• WHAT TO PRODUCE:
Answer these questions about the Miami 2020 news recap below:
1. Which two canceled events led high-rise residents to hold balcony parties?
2. In which month does Miami hold its annual pride parade?
3. Who announced that malls would reopen?
--- PAGE EXTRACT ---
The year 2020 was one for the books. It tested us, challenged us and opened us out to new experiences. If you told 2019 you that you’d spend the better part of the next year taking dance classes in your living room and poring over the starter for yet another sourdough your waistline doesn’t need, you’d think you were nuts.
On a greater scale, we saw the impacts of 2020 play out in our news headlines. Those weird at-home workouts and virtual trips to the local zoo? We told you about them, along with the balcony parties people were throwing and the ever-changing mandates surrounding masks, curfews and the like. Some stories were well-received while others were welcomed with surprise and uncertainty—like much of the year itself. We thank the readers who joined us on this weird and wild journey that was news in 2020 and invite you—if you dare—to take a look back at the stories that resonated the most.
When faced with the cancelation of Ultra Music Festival 2020 and Miami Music Week, the city’s high-rise denizens took to their balconies to rave. Full-on parties with DJs and police security went down in Edgewater, Downtown and Brickell this past March and April—and the videos are incredible. Like one DJ said during a live poolside set said: "they can keep us inside, but they can’t keep us from dancing." And dance they did.
Talk about heartbreak. This year pummeled the hospitality industry, forcing a number of Miami’s top restaurants and bars to close for good. Their loss left a gaping hole in the local food and drink community, from the newbies to the stalwarts and the beloved eateries in between. With every shocking update, our readers mourned with us and shared in our upset of all the places we won’t be able to revisit in 2021.
While Miami hosts its annual parade in April, June was National Pride Month and we joined our fellow Time Out cities around the world to celebrate online. We came together for the first-ever virtual pride. Rather than host a march or shablams IRL, we chose to highlight the fabulous people thriving online and their contributions to culture through innovative virtual and socially-distanced creations. To the queens who kept us entertained with drag shows on Instagram and the divas who did their thing on other platforms and everyone else who championed the LGBTQ community from home, we thank you.
Even in the age of Amazon, Miamians were itching to get back out there to shop in person. So when former Mayor Gimenez announced he’d be reopening malls, our editors sifted through the county orders to give you the low-down on what the new normal of shopping would look like. From hours and restrictions to whether or not folks were required to wear a mask, our story had everything you needed to know to get back out there safely.
--- RECORDED INFORMATION ---
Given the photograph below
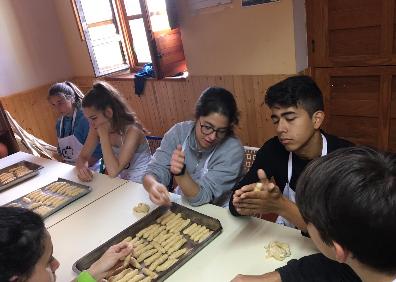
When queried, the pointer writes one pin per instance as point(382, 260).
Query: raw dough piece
point(178, 253)
point(278, 250)
point(259, 187)
point(157, 262)
point(166, 265)
point(150, 273)
point(142, 208)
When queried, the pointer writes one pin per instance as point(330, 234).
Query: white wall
point(32, 46)
point(300, 34)
point(239, 40)
point(257, 40)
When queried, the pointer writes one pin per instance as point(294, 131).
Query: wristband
point(182, 171)
point(85, 276)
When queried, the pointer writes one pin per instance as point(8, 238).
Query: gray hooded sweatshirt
point(223, 166)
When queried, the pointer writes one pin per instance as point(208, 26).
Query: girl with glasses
point(203, 155)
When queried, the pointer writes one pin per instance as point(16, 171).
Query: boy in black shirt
point(348, 200)
point(297, 108)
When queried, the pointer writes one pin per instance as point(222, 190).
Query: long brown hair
point(103, 95)
point(69, 90)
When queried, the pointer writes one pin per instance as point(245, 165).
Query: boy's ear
point(341, 254)
point(108, 112)
point(317, 119)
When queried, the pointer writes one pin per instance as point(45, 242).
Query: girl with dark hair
point(203, 155)
point(26, 251)
point(122, 138)
point(72, 127)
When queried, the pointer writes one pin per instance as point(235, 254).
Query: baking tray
point(67, 198)
point(212, 223)
point(32, 166)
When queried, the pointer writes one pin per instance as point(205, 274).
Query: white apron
point(198, 174)
point(287, 191)
point(69, 146)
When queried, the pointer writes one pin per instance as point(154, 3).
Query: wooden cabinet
point(6, 134)
point(351, 33)
point(360, 104)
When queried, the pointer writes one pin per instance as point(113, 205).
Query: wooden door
point(351, 33)
point(358, 104)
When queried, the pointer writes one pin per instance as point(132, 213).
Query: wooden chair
point(154, 143)
point(250, 156)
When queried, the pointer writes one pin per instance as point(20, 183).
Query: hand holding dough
point(142, 208)
point(278, 250)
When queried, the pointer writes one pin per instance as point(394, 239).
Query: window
point(125, 34)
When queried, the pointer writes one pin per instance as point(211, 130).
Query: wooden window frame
point(121, 21)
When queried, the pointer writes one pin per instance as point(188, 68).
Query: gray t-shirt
point(223, 168)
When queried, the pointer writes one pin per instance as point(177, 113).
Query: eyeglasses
point(207, 130)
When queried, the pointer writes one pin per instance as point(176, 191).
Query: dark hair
point(22, 235)
point(103, 95)
point(296, 91)
point(217, 100)
point(350, 197)
point(69, 89)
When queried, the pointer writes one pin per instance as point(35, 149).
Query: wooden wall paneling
point(388, 13)
point(248, 90)
point(392, 129)
point(162, 104)
point(385, 111)
point(360, 103)
point(33, 112)
point(152, 104)
point(241, 129)
point(351, 33)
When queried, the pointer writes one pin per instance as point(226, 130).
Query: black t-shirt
point(272, 157)
point(317, 268)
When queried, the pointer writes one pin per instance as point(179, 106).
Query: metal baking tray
point(32, 166)
point(69, 199)
point(212, 223)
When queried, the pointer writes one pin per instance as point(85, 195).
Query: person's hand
point(177, 160)
point(103, 129)
point(249, 201)
point(159, 194)
point(102, 267)
point(84, 173)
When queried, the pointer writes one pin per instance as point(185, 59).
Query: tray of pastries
point(162, 241)
point(17, 172)
point(52, 197)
---
• OUTPUT OF THE TASK:
1. Ultra Music Festival 2020 and Miami Music Week
2. April
3. Former Mayor Gimenez